## Start Data for this task

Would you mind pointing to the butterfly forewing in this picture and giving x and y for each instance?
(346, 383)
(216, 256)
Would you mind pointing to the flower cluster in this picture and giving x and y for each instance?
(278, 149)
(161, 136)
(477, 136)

## End Data for this task

=== Aim of the exercise ===
Rewrite every line of the rows above, requests included, scaling each x and y coordinate in the answers by 1.6 and rounding to the nearest whole number, with halves rounded up.

=== Completed exercise ===
Would you mind pointing to the butterfly forewing in this picture and giving x and y for each instance?
(554, 613)
(346, 410)
Would you mind pointing to the flower cluster in this picture and giving x and y for each instance?
(445, 238)
(258, 218)
(763, 218)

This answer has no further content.